▶ [Instructions for the task]: Which lines in the items below contain the word "paving"? Collect every such line in full, matching case exactly.

▶ [Records provided]:
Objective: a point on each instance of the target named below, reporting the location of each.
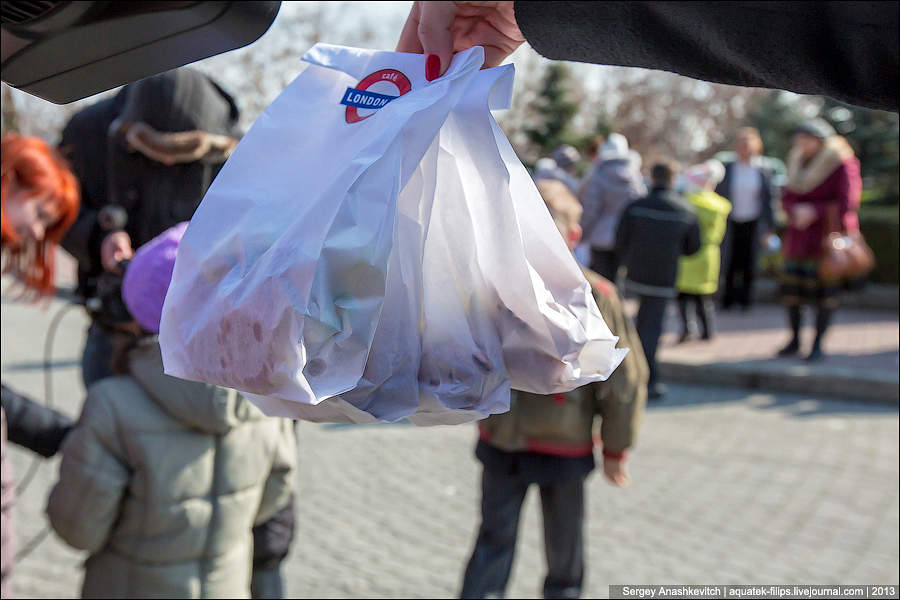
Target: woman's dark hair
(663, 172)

* * *

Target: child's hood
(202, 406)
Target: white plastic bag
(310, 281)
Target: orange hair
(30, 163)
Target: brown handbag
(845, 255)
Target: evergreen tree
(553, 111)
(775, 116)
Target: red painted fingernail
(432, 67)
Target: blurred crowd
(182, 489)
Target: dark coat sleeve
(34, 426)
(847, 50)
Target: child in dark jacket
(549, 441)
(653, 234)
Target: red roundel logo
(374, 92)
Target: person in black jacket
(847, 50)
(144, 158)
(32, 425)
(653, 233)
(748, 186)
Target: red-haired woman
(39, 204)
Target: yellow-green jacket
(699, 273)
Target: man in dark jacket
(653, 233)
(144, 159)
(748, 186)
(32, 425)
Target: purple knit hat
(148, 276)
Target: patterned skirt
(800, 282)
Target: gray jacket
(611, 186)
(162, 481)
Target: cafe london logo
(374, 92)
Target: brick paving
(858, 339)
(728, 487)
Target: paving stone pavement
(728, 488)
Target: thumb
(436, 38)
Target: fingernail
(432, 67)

▶ [Solved exercise]:
Target: brick paving
Target: paving stone pavement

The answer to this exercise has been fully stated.